Thinking that she’d be encouraging to another historical mystery novelist, I went up to her with one of her books in hand for her to sign. But when I told her I was writing a series of mysteries set in Kansas City around 1900, far from being encouraging, she dumped all the bad things about writing historical mysteries on me. People will criticize your research, she said, and the market for these books is small.

And I bought it. I accepted her wisdom as gospel. I decided that my hard work wasn’t good enough and that I might as well quit before I wasted any more time on it. I didn’t tell her about my Ph. D. in English literature, which says more than a little something about my research skills. I didn’t mention my experience teaching hundreds of college students how to do research and put their information together in readable papers. I didn’t tell her about the dozens of stories and nine novels I’d already completed.

[Entries from a pointing dataset]
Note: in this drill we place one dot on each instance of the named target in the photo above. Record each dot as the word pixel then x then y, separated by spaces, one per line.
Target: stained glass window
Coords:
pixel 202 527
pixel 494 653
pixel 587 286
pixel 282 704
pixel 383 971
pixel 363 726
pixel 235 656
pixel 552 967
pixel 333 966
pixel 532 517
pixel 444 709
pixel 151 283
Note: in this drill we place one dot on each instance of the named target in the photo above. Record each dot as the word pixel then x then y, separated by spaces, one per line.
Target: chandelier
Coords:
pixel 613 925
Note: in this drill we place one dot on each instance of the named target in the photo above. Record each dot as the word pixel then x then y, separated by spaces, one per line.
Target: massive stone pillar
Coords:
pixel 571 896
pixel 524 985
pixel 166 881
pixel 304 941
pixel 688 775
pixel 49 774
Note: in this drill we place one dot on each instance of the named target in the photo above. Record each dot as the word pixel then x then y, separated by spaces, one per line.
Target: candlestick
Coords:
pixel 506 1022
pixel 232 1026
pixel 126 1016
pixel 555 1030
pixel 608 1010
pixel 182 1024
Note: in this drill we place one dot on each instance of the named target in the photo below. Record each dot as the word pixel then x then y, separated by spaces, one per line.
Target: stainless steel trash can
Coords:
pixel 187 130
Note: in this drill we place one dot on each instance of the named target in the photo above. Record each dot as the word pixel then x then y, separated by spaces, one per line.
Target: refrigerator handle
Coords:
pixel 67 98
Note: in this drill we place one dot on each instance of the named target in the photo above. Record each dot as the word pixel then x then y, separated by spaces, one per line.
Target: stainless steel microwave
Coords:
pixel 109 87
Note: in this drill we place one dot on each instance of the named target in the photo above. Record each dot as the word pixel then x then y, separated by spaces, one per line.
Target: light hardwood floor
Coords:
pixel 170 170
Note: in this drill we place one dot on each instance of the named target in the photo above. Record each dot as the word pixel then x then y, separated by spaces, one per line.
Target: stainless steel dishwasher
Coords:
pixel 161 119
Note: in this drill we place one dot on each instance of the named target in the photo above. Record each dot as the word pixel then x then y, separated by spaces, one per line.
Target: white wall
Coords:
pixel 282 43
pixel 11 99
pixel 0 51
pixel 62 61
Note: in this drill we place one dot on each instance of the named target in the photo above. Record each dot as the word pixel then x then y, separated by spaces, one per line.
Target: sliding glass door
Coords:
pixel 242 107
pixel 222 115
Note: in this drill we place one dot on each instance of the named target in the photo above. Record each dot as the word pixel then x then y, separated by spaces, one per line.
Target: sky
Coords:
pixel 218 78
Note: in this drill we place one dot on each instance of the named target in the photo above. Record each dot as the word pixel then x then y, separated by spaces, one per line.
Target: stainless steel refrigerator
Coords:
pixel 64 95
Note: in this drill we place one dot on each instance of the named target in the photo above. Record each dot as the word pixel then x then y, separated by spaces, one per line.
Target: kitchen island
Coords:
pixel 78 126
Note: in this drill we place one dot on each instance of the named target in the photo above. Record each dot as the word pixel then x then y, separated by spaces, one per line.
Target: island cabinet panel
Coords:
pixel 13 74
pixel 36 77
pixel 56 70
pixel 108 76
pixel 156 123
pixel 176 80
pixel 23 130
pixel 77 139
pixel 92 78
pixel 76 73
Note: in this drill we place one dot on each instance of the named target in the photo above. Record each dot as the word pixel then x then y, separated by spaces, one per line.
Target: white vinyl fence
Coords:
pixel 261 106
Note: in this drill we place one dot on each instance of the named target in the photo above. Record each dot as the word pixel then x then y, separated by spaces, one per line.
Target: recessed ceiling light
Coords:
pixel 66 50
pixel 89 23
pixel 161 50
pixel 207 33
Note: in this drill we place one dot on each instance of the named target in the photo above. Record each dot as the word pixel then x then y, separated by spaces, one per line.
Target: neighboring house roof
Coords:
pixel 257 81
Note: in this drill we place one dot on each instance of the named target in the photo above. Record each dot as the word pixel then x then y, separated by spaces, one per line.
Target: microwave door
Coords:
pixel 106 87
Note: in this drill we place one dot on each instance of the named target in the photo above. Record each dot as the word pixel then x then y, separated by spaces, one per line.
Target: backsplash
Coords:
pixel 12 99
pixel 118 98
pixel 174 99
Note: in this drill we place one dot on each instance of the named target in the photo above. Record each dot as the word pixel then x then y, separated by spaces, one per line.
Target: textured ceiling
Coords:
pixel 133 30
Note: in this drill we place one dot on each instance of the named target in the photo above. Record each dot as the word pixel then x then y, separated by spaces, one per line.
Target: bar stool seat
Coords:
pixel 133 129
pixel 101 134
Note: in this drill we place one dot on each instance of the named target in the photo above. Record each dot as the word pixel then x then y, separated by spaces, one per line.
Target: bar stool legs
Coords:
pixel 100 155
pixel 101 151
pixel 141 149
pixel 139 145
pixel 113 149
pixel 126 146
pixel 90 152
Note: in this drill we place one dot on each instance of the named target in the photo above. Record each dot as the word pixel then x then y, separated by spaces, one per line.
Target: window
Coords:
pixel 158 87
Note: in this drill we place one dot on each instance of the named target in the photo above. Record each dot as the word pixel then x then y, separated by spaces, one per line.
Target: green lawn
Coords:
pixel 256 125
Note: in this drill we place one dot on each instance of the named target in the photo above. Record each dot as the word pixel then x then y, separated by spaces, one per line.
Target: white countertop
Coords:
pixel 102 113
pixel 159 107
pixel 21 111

### PROBLEMS:
- a) Answer these about the essay excerpt:
(i) Where and around what year is the narrator's mystery series set?
(ii) What degree does the narrator hold?
(iii) How many novels had the narrator already completed?
- b) In the essay excerpt, switch "college students" to "graduate students" in the part that opens with "And I bought" and closes with "I’d already completed.", then write that part out again.

### EXPECTED RESPONSES:
- a)
(i) Kansas City, around 1900
(ii) A Ph. D. in English literature
(iii) Nine

- b)
And I bought it. I accepted her wisdom as gospel. I decided that my hard work wasn’t good enough and that I might as well quit before I wasted any more time on it. I didn’t tell her about my Ph. D. in English literature, which says more than a little something about my research skills. I didn’t mention my experience teaching hundreds of graduate students how to do research and put their information together in readable papers. I didn’t tell her about the dozens of stories and nine novels I’d already completed.